What the task asks:
Transcribe the entries exactly as each line appears.

##### Record extracts #####

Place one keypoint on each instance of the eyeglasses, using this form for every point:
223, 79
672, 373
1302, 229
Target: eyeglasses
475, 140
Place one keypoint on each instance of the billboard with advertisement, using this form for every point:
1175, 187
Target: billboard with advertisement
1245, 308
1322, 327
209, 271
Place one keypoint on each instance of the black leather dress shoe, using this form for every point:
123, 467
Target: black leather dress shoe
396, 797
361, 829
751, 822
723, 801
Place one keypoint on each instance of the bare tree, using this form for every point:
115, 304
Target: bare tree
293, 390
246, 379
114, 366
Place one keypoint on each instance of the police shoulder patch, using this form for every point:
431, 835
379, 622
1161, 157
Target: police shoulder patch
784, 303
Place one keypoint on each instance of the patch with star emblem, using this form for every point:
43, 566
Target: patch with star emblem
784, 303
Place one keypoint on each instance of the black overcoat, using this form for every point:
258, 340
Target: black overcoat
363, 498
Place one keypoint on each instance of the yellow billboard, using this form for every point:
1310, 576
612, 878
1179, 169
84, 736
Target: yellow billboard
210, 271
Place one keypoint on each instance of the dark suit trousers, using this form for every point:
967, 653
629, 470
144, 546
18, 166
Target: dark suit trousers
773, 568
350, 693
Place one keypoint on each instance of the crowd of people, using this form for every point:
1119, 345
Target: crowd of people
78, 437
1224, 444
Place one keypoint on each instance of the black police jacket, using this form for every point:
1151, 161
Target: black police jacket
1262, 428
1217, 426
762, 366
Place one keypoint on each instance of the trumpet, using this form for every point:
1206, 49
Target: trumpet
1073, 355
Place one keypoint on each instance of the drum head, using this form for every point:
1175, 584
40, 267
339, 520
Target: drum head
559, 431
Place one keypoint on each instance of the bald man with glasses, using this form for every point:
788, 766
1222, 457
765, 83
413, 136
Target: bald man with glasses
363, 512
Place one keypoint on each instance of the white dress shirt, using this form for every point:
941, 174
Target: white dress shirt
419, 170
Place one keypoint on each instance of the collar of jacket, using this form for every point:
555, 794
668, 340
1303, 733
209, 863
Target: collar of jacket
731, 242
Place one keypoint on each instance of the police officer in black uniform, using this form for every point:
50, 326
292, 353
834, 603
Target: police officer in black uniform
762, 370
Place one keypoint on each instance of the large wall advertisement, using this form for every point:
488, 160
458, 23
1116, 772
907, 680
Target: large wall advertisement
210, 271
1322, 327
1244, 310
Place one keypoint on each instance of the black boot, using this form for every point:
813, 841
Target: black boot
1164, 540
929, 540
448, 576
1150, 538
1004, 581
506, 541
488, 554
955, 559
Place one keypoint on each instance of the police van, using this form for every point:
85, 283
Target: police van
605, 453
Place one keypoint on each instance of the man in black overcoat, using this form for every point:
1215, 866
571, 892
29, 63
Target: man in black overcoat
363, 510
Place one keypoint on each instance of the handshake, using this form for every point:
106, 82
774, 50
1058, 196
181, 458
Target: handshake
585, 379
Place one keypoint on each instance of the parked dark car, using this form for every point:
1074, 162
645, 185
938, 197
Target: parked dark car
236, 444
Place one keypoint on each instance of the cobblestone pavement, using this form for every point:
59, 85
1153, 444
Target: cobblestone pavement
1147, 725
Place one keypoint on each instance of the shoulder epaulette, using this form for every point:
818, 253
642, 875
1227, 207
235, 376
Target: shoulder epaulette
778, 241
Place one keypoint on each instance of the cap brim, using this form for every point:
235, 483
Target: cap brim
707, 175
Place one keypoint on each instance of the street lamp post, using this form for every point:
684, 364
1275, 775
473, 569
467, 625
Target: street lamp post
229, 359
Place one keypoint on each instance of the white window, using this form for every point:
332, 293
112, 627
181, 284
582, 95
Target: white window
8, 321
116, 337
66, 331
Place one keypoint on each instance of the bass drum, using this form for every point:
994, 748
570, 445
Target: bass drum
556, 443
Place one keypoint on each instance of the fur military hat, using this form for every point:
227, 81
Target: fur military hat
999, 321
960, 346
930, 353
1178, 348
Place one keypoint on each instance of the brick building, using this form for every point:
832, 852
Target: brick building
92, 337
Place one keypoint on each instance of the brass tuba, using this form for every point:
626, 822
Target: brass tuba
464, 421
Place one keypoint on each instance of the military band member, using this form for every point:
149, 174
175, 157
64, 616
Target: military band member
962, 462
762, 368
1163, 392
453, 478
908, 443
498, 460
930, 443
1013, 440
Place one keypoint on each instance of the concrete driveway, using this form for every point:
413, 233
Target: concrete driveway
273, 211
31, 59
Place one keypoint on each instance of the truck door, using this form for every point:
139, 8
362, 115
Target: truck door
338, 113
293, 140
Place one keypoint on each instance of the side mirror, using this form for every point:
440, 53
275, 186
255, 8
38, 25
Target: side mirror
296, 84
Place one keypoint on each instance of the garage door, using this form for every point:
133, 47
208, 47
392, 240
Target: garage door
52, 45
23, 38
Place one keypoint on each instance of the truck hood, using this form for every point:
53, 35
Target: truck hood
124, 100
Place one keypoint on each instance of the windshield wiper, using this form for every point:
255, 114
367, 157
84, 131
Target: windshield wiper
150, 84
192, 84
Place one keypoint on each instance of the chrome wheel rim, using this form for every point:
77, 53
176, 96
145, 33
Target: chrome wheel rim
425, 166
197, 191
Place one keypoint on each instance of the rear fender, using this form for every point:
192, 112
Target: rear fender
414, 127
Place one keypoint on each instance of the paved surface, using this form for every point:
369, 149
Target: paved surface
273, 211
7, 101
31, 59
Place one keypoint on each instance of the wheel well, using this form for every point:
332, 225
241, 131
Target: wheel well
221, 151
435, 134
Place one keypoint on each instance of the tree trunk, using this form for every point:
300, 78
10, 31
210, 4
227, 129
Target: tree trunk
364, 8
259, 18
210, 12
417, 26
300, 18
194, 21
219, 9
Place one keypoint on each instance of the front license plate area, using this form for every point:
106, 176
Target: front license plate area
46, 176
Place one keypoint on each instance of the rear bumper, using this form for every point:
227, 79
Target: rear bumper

#####

Result:
Place one keypoint on each instance of the eyeglasses, using this form for every point:
223, 79
672, 373
1302, 229
Target: eyeglasses
475, 140
Place one keypoint on each instance of the billboard with advertisement, using this form for every point:
1175, 187
Target: billboard with advertisement
1245, 308
1322, 327
209, 271
Place one keypoint on each instance of the black leather dress shoe, using this form for every point:
123, 467
Target: black leather dress shoe
396, 797
361, 829
751, 822
723, 801
Place one keypoint on each instance of the bare tree, using this form for every point:
115, 304
Target: bare tree
293, 390
246, 379
114, 366
Place one keypoint on each instance of the police shoulder patch, using this form for every point:
431, 835
379, 622
1161, 157
Target: police shoulder patch
784, 303
Place one keypoint on each instance of the patch with star emblem, using this form for every point:
43, 566
Target: patch with star emblem
784, 303
Place one keypoint on each instance of the black overcoat, using this form for every point:
258, 340
Target: black overcoat
363, 498
Place one keypoint on each instance of the yellow billboard, using this form for every point:
1310, 576
612, 878
1179, 169
84, 736
Target: yellow billboard
210, 271
Place one keypoint on each instance of the dark suit trousers, using this form for every point:
967, 653
629, 470
144, 546
18, 166
Target: dark suit trousers
773, 568
350, 693
Place one keypoint on each instance of the crowd of people, using this form for every point:
1119, 345
Target: crowd of people
78, 437
1224, 444
Place one keypoint on each instance of the black police jacket, using this form for every point:
1151, 161
Target: black police jacket
1262, 428
1217, 426
762, 366
Place one keypoint on each instance of the trumpet, using this form for every point:
1206, 49
Target: trumpet
1073, 355
Place one keypoint on each instance of the drum head, using this form for every point:
1175, 584
40, 267
339, 520
Target: drum head
559, 431
Place one keypoint on each instance of the bald man with glasses, using this form for every point:
788, 766
1222, 457
765, 83
413, 136
Target: bald man with glasses
363, 512
Place one keypoint on each instance of the white dress shirt, using this form for every point:
941, 174
Target: white dress shirt
419, 170
Place one keypoint on each instance of the collar of jacket, using this form for every point:
555, 794
668, 340
1303, 733
209, 863
Target: collar of jacket
731, 242
Place one keypoint on each instance of the police officer in black uniform, using this form for every point:
50, 326
292, 353
834, 603
Target: police officer in black uniform
762, 370
Place one keypoint on each instance of the large wall advertisement, using this form for every point:
488, 160
458, 23
1116, 772
907, 680
Target: large wall advertisement
210, 271
1322, 327
1244, 310
Place one keypoint on each instance of the black boot, using this form for every point:
813, 841
Target: black boot
1164, 540
929, 540
448, 576
1150, 538
1004, 581
506, 541
488, 554
955, 559
Place one keypoint on each instance of the police van, using this form for every point:
85, 283
Target: police van
605, 453
Place one keypoint on each instance of the man in black overcoat, using this form for every point:
1215, 866
571, 892
29, 63
Target: man in black overcoat
363, 510
Place one keypoint on each instance of the handshake, using this form for every point:
106, 82
774, 50
1058, 196
181, 458
Target: handshake
585, 379
Place one keypoint on each instance of the parked dark car, using this form for every point:
1074, 162
645, 185
938, 197
Target: parked dark car
236, 444
Place one keypoint on each instance of the cobblestone pavement, using this form for every point:
59, 85
1153, 444
Target: cobblestone pavement
1147, 725
Place one keypoint on each instance of the shoulder epaulette, using this form for every point:
818, 253
642, 875
1227, 207
235, 376
Target: shoulder epaulette
778, 241
Place one keypoint on each instance of the cap brim, using this form for every point:
235, 483
Target: cap brim
707, 175
Place one keypoint on each instance of the street lamp post, using this form for every point:
684, 364
1275, 775
473, 569
467, 625
Target: street lamp post
229, 359
Place one keypoint on each instance of the white window, using this form for every point:
332, 293
112, 627
181, 284
582, 95
Target: white window
8, 321
116, 337
66, 331
Place one keypoint on each instance of the bass drum, using this form for every point:
994, 748
570, 445
Target: bass drum
556, 443
Place one keypoint on each instance of the fur military hat, using this form for every point:
227, 81
Target: fur military hat
999, 321
960, 346
930, 353
1178, 348
Place one keypoint on each instance of the brick building, using this form for every point:
832, 852
Target: brick building
92, 337
Place one keypoint on each instance of the brass tuba, using this form for every point:
626, 822
Target: brass tuba
464, 421
Place one keypoint on each instance of the military band member, using this form for every point:
149, 174
175, 157
64, 616
Target: military band member
962, 462
762, 368
1163, 392
453, 478
908, 443
498, 460
930, 443
1013, 440
Place one keypoint on each instance of the concrete driveway, using this form for every point:
413, 233
Target: concrete driveway
273, 211
31, 59
Place one keypoint on each instance of the truck door, using this form for every point:
139, 8
362, 115
Target: truck door
338, 113
293, 140
Place one keypoint on each instance of the side mirror, using this form for every point:
440, 53
275, 186
255, 8
38, 25
Target: side mirror
296, 84
Place one keypoint on each instance of the garage door, using this form for every point:
133, 47
208, 47
392, 240
Target: garage door
52, 45
23, 38
Place one keypoint on each instance of the truck hood, using this form for every point:
53, 35
Target: truck hood
124, 100
Place one keypoint on each instance of the windshield wiper, using this form for every point:
255, 114
367, 157
84, 131
Target: windshield wiper
150, 84
192, 84
Place one keypoint on each instance of the chrome wheel rim, using this form for every point:
77, 53
176, 96
145, 33
Target: chrome wheel rim
425, 166
197, 191
Place one keypoint on each instance of the rear fender, using this form for every point:
192, 112
Target: rear fender
414, 127
Place one keypoint on each instance of the paved surface, using this form for every point:
369, 149
Target: paved surface
273, 211
7, 101
31, 59
Place one keypoint on each instance of the wheel well, using this form for every point:
332, 225
241, 131
Target: wheel well
221, 151
435, 134
Place one keypoint on each instance of the tree trunk, using this form for every point:
300, 78
10, 31
210, 4
227, 129
Target: tree trunk
364, 8
259, 18
210, 12
417, 26
300, 18
194, 21
219, 9
Place one keypoint on each instance of the front license plate area, using this form for every point:
106, 176
Target: front license plate area
46, 176
Place one keypoint on each instance of the rear bumper, using this form for every point:
227, 79
Target: rear bumper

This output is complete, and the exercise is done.